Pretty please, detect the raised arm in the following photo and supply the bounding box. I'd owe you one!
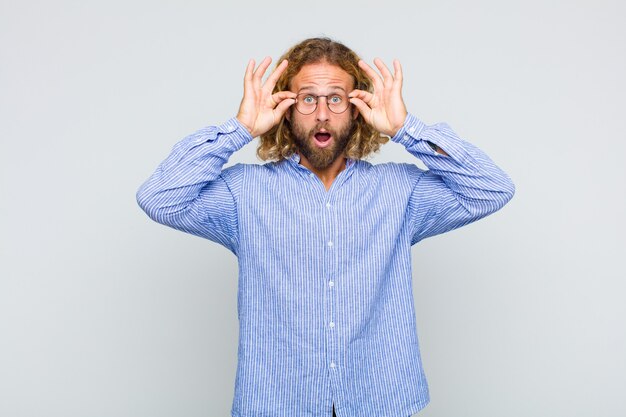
[350,58,515,244]
[394,115,515,243]
[136,57,295,253]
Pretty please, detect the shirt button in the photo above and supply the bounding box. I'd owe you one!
[328,280,334,287]
[330,361,336,369]
[327,241,333,247]
[408,127,415,134]
[326,202,331,208]
[329,321,335,328]
[309,172,314,178]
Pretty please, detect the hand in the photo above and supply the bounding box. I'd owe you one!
[349,58,408,137]
[236,57,296,138]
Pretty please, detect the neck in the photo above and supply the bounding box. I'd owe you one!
[298,153,347,191]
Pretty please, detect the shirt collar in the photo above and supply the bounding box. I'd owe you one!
[286,152,356,170]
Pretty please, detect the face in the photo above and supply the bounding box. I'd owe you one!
[287,62,357,170]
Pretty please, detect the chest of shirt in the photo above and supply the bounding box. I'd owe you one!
[235,165,414,258]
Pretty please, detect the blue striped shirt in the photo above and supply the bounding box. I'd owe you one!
[136,113,514,417]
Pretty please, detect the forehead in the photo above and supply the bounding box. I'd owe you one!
[290,62,354,91]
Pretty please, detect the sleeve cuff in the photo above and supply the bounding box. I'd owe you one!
[210,117,254,149]
[391,113,469,161]
[391,113,427,147]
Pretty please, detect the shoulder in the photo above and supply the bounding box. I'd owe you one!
[221,160,276,173]
[359,160,426,183]
[220,160,284,183]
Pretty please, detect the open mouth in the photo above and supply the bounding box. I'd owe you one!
[313,131,333,148]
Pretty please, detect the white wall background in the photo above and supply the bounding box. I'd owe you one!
[1,1,624,416]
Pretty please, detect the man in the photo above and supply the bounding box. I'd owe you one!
[137,38,514,417]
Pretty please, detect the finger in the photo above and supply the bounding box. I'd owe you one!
[392,59,403,92]
[374,58,394,87]
[273,97,296,119]
[349,89,375,105]
[267,91,293,108]
[264,59,289,91]
[243,59,255,92]
[244,59,255,82]
[253,56,272,87]
[271,90,297,105]
[358,60,384,91]
[349,96,372,122]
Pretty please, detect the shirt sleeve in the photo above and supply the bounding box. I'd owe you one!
[393,113,515,245]
[136,117,252,255]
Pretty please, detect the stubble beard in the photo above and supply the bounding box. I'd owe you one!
[291,114,355,171]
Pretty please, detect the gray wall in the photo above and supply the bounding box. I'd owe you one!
[1,1,624,416]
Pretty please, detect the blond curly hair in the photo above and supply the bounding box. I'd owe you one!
[257,37,388,162]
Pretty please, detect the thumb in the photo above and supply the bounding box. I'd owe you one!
[349,97,372,123]
[273,98,296,120]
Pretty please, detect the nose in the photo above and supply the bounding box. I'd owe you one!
[315,97,330,122]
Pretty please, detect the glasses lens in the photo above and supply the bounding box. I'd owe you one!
[327,94,349,114]
[295,93,350,115]
[296,94,317,115]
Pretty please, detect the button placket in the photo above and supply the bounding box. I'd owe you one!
[325,198,334,248]
[324,195,339,377]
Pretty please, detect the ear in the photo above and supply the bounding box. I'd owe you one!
[285,107,291,122]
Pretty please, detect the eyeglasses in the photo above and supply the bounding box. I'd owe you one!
[294,92,351,115]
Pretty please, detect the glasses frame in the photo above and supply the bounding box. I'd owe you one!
[294,92,351,115]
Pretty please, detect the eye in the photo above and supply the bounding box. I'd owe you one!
[301,95,316,104]
[329,95,343,104]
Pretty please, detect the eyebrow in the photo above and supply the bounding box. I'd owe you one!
[297,86,347,94]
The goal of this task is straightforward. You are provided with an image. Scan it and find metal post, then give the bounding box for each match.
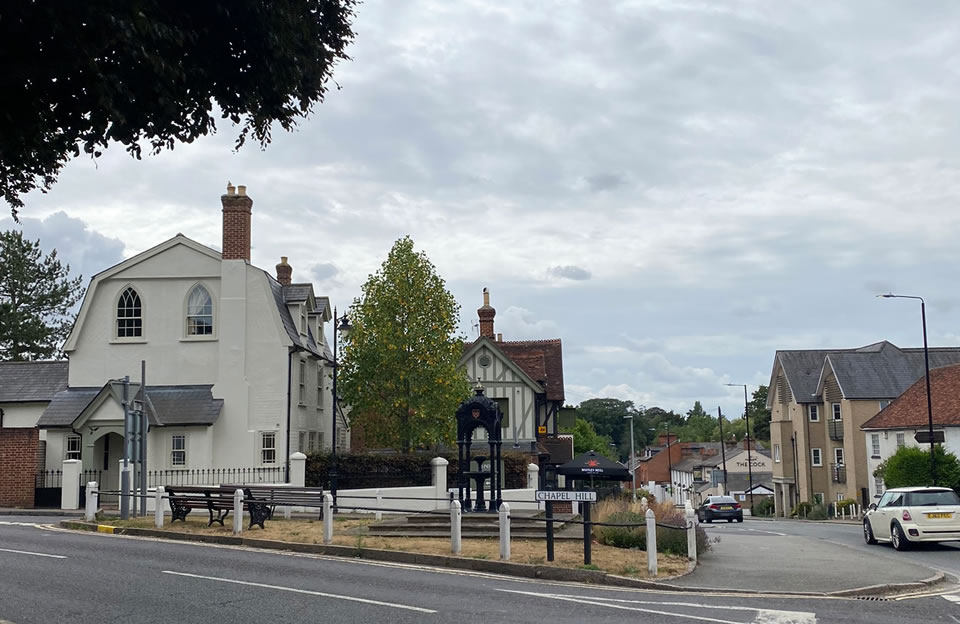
[717,407,727,495]
[645,508,657,576]
[744,384,754,514]
[626,414,636,503]
[233,488,243,535]
[499,502,510,560]
[666,424,673,505]
[140,360,148,517]
[920,301,937,485]
[450,500,462,555]
[545,500,555,562]
[375,489,382,521]
[322,493,333,544]
[330,307,341,509]
[121,376,130,520]
[582,501,592,565]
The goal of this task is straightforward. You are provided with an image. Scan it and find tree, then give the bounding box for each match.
[563,418,617,460]
[339,237,470,452]
[0,230,83,360]
[2,1,357,217]
[749,385,772,441]
[676,401,718,442]
[874,445,960,492]
[575,398,647,460]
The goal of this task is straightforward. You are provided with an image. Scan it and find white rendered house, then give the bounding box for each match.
[37,185,344,485]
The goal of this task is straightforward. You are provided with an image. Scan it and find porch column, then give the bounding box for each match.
[782,483,792,517]
[61,459,82,510]
[773,484,781,518]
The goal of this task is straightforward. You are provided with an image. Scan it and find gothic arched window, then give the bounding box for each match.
[186,284,213,336]
[117,287,142,337]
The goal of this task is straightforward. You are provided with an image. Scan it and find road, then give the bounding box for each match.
[0,517,958,623]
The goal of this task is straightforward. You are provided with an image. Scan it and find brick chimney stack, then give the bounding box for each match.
[276,256,292,285]
[478,288,496,338]
[221,183,253,261]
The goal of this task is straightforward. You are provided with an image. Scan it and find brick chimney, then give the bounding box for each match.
[478,287,496,338]
[221,183,253,261]
[276,256,292,285]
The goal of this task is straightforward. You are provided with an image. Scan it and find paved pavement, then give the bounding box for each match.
[1,518,960,623]
[674,519,944,593]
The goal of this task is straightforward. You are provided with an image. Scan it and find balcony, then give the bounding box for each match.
[828,419,844,441]
[831,463,846,483]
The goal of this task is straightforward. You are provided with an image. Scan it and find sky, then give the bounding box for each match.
[5,0,960,420]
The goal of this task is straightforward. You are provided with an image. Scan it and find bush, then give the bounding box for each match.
[792,501,826,519]
[836,499,857,512]
[879,445,960,492]
[753,497,775,517]
[592,497,711,557]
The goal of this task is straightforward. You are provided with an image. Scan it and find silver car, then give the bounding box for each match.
[863,487,960,550]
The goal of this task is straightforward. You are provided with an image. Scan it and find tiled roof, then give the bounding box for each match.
[862,363,960,429]
[38,385,223,428]
[0,361,68,402]
[283,283,313,304]
[267,274,324,358]
[497,339,564,402]
[724,472,774,493]
[671,457,702,473]
[777,349,848,403]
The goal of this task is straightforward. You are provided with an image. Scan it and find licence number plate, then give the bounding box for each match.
[720,506,732,510]
[927,512,953,519]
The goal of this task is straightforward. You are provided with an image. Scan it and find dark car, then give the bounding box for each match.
[697,495,743,523]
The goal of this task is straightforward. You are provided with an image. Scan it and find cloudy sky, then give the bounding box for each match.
[6,0,960,419]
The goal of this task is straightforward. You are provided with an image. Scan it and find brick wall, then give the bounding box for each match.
[221,190,253,261]
[0,428,40,507]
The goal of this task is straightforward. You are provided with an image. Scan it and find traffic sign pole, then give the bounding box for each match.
[545,500,554,562]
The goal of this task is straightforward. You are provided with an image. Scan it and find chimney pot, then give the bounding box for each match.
[237,185,247,196]
[496,333,502,342]
[478,288,496,338]
[226,182,236,195]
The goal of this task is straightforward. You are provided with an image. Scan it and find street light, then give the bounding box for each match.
[329,307,352,509]
[623,413,636,502]
[877,293,937,485]
[726,383,754,513]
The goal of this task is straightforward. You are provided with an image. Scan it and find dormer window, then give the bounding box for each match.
[300,304,307,335]
[117,287,142,337]
[186,285,213,336]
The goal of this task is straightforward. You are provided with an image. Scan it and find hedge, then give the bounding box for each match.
[304,451,531,490]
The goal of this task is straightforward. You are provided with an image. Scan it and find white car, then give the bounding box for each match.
[863,486,960,550]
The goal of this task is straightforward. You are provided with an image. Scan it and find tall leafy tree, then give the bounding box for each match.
[677,401,719,442]
[748,385,772,441]
[0,230,83,360]
[874,446,960,491]
[576,398,648,459]
[563,418,618,460]
[339,237,470,452]
[2,1,357,217]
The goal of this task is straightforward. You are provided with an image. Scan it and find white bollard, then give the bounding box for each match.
[84,482,97,522]
[375,489,383,522]
[640,496,648,512]
[61,459,82,511]
[499,502,511,561]
[451,500,462,555]
[323,493,333,545]
[686,506,697,563]
[283,505,292,520]
[646,508,658,576]
[154,486,165,528]
[233,489,244,535]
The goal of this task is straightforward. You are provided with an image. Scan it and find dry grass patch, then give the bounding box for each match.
[96,516,686,578]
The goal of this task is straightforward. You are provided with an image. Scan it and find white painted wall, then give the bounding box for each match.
[1,402,48,430]
[864,427,960,500]
[462,343,542,442]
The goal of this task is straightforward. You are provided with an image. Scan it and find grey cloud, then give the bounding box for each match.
[585,173,626,192]
[309,263,339,281]
[547,265,591,281]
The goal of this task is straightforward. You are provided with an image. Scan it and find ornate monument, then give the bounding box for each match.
[456,382,503,512]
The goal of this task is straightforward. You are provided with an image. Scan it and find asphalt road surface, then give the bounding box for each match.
[0,517,959,623]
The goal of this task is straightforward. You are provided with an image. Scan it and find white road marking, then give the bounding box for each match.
[496,589,818,623]
[943,595,960,603]
[162,570,436,613]
[0,547,66,559]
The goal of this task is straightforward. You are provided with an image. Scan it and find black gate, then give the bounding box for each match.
[33,470,62,508]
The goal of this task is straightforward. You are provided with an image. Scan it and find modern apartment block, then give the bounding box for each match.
[767,341,960,517]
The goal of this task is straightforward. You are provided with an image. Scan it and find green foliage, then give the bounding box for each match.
[792,502,827,520]
[0,230,83,360]
[304,452,529,490]
[877,445,960,491]
[597,511,647,549]
[676,401,716,442]
[594,498,711,557]
[2,1,358,217]
[575,398,648,460]
[562,418,617,460]
[749,386,772,441]
[339,237,470,452]
[753,497,776,517]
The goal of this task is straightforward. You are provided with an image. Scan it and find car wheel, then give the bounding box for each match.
[727,518,733,523]
[891,522,910,551]
[736,517,743,523]
[863,519,877,545]
[706,517,712,524]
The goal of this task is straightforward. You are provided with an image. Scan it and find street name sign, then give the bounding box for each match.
[535,490,597,502]
[915,430,945,444]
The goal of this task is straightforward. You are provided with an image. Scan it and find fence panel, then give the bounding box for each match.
[33,470,62,508]
[147,466,287,488]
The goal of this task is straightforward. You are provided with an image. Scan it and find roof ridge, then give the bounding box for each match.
[500,338,561,345]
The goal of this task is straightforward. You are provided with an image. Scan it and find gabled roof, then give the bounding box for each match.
[267,274,325,359]
[461,337,544,394]
[862,363,960,430]
[772,349,847,405]
[671,457,702,473]
[496,339,564,402]
[37,385,223,428]
[0,361,68,402]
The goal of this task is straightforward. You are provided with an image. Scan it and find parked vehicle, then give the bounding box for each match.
[863,487,960,550]
[697,495,743,523]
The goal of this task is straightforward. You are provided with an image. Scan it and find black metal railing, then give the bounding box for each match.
[831,463,846,483]
[828,419,844,441]
[147,466,286,487]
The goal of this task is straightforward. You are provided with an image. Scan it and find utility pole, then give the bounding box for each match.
[717,406,727,495]
[624,413,636,503]
[120,376,130,520]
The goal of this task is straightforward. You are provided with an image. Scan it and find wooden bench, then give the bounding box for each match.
[166,486,271,529]
[221,485,326,521]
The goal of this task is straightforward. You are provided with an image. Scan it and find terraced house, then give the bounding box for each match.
[767,341,960,516]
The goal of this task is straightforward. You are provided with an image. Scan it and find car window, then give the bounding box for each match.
[884,493,903,508]
[714,496,736,504]
[906,490,960,507]
[876,492,892,508]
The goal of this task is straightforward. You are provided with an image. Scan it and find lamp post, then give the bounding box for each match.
[624,413,636,502]
[726,383,754,512]
[651,425,674,504]
[329,307,352,509]
[877,293,937,485]
[716,406,727,495]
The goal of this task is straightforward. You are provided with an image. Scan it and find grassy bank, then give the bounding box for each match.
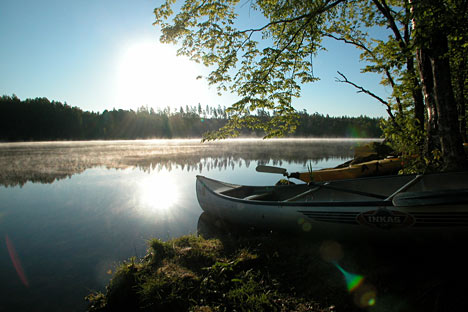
[86,218,468,312]
[85,231,356,312]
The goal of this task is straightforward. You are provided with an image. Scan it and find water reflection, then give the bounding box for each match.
[0,167,201,311]
[137,170,180,216]
[0,139,371,187]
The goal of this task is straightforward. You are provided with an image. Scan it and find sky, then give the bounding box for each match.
[0,0,391,117]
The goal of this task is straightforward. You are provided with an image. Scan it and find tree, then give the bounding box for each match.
[410,0,467,171]
[154,0,468,171]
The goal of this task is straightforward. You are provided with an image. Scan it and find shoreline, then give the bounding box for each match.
[86,232,341,312]
[0,137,382,145]
[87,223,468,312]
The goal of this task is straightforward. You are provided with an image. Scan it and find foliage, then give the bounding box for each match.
[154,0,468,171]
[86,234,334,312]
[380,115,430,173]
[154,0,327,139]
[0,95,381,141]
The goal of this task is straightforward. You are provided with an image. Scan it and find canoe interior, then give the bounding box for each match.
[221,184,311,202]
[217,171,468,203]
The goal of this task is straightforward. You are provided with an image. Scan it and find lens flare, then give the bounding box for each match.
[319,240,343,262]
[5,235,29,287]
[347,126,365,138]
[333,262,364,292]
[302,221,312,232]
[354,284,377,308]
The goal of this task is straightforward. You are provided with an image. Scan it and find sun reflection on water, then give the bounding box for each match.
[138,171,180,215]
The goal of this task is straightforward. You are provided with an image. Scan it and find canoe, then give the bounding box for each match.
[291,157,403,183]
[196,172,468,236]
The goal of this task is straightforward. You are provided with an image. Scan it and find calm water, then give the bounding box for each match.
[0,139,369,311]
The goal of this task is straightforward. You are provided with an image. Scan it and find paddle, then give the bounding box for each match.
[255,165,288,176]
[257,165,388,199]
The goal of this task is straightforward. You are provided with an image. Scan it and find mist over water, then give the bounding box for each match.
[0,139,368,311]
[0,138,369,187]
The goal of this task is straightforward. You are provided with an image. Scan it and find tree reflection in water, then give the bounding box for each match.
[0,138,376,187]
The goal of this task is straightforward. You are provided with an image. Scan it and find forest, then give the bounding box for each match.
[0,95,381,141]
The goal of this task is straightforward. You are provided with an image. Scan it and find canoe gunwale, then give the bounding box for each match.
[196,175,394,208]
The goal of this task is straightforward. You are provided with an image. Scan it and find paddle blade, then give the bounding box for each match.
[256,165,287,175]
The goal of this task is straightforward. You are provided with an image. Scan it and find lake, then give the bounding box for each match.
[0,138,372,311]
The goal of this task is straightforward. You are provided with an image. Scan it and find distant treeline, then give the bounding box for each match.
[0,95,382,141]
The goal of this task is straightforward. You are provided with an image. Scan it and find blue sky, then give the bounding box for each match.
[0,0,391,117]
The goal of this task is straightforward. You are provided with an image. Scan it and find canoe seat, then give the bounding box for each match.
[243,192,273,200]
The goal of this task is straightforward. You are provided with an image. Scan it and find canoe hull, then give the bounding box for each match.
[196,173,468,238]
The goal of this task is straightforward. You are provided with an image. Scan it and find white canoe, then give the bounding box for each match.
[196,172,468,236]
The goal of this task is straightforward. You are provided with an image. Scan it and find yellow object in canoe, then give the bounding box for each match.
[291,142,467,183]
[294,157,403,183]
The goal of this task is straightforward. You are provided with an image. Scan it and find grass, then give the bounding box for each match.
[86,218,468,312]
[86,232,339,312]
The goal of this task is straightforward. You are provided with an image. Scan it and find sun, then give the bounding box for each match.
[114,40,213,111]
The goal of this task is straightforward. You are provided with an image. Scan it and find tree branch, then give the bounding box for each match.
[253,0,348,84]
[236,0,347,35]
[262,15,314,80]
[372,0,407,51]
[335,71,395,121]
[324,32,402,111]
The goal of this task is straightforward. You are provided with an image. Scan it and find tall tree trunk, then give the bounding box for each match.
[456,79,467,143]
[408,57,425,152]
[430,39,466,170]
[454,59,467,142]
[416,48,439,158]
[412,0,467,171]
[407,58,425,131]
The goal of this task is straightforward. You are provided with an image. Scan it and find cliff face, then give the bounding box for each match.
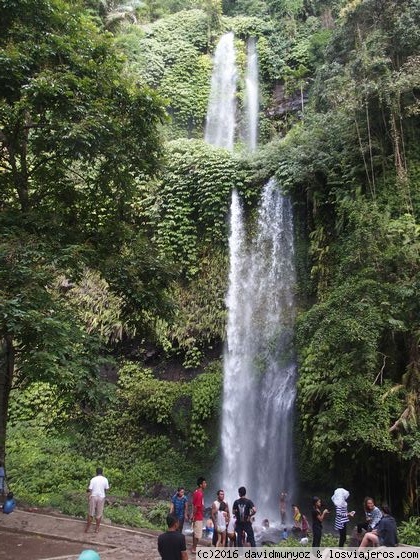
[267,83,309,118]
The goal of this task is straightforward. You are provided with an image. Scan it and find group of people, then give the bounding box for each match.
[0,464,402,560]
[305,487,398,548]
[79,470,399,560]
[165,477,258,557]
[163,481,400,559]
[330,488,398,548]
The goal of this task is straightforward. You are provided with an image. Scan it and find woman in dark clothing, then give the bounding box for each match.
[312,496,329,547]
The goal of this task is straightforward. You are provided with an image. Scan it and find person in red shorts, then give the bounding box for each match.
[191,477,207,553]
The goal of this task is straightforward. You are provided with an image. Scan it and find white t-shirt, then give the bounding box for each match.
[89,475,109,498]
[217,510,227,531]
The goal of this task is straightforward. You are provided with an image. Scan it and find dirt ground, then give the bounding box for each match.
[0,508,200,559]
[2,509,419,558]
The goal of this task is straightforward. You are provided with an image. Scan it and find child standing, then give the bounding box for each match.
[216,502,228,547]
[227,513,236,546]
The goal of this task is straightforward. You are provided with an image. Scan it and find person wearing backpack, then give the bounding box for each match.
[232,486,256,547]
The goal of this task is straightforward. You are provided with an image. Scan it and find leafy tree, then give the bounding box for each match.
[0,0,166,465]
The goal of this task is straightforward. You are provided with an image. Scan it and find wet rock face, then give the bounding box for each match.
[266,84,308,118]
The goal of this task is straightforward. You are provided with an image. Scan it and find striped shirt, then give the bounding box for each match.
[334,505,349,530]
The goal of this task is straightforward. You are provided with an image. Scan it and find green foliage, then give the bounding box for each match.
[136,0,199,23]
[189,365,222,447]
[118,364,183,425]
[6,424,96,503]
[117,10,212,134]
[144,139,254,276]
[160,51,212,135]
[105,503,156,528]
[0,3,166,231]
[0,0,171,470]
[222,0,269,17]
[146,501,169,529]
[74,359,223,487]
[7,407,171,527]
[227,15,272,38]
[266,0,305,18]
[115,361,222,449]
[60,268,130,343]
[101,232,175,334]
[164,248,228,366]
[3,0,420,523]
[143,8,210,50]
[278,0,420,505]
[296,196,420,487]
[398,516,420,546]
[0,237,114,423]
[8,382,66,427]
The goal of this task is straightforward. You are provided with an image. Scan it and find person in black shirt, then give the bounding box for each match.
[158,514,188,560]
[232,486,256,547]
[311,496,329,547]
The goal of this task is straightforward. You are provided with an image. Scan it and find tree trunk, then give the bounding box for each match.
[0,335,14,467]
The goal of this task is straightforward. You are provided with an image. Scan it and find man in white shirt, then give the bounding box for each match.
[85,467,109,534]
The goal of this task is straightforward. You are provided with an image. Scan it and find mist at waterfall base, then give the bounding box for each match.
[203,32,298,526]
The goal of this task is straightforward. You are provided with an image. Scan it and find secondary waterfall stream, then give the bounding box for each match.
[244,37,259,153]
[205,33,297,521]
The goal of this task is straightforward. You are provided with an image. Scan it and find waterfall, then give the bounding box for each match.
[244,37,259,153]
[203,32,297,521]
[221,178,297,519]
[204,32,237,150]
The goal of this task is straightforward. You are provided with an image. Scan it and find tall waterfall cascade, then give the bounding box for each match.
[221,179,297,519]
[204,33,297,520]
[204,32,237,150]
[244,37,259,153]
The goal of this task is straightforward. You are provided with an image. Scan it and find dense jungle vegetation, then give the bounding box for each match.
[1,0,420,533]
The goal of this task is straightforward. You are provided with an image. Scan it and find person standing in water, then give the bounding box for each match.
[279,491,287,525]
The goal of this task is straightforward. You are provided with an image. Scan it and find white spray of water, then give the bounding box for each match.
[221,178,297,520]
[244,37,259,153]
[205,32,237,150]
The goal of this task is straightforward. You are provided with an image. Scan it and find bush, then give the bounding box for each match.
[398,517,420,546]
[105,503,155,528]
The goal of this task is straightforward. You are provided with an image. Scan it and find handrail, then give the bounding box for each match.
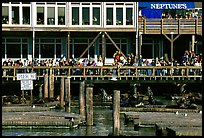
[138,18,202,34]
[2,66,202,80]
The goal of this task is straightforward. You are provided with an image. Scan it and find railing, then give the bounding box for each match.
[138,18,202,34]
[2,66,202,81]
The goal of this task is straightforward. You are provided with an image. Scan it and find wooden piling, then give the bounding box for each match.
[113,90,120,136]
[79,81,85,119]
[22,90,25,104]
[49,74,55,98]
[60,77,65,108]
[30,90,33,105]
[86,84,93,126]
[44,74,49,99]
[65,77,71,112]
········
__Problem statement__
Omit the pictures. Write out exactly the lines from the one containing "find handrail, then" through the last line of the entries, both of them included.

__Output below__
The goal of this task is straightforward. You are provided with an image. Scan it and find handrail, then give the bounding box for each match.
[138,18,202,34]
[2,66,202,80]
The goal of this task is straightforward. You are provided with an image. Scan it and find railing, then give the bounding box for each match.
[138,18,202,34]
[2,66,202,81]
The goal of this task is straightforward. You are provided with an image. Scan it and find wooden piling, then give the bounding box for each match.
[113,90,120,136]
[79,81,85,119]
[22,90,25,104]
[49,74,55,98]
[60,77,65,108]
[30,90,33,105]
[86,84,93,126]
[44,74,49,99]
[65,77,71,112]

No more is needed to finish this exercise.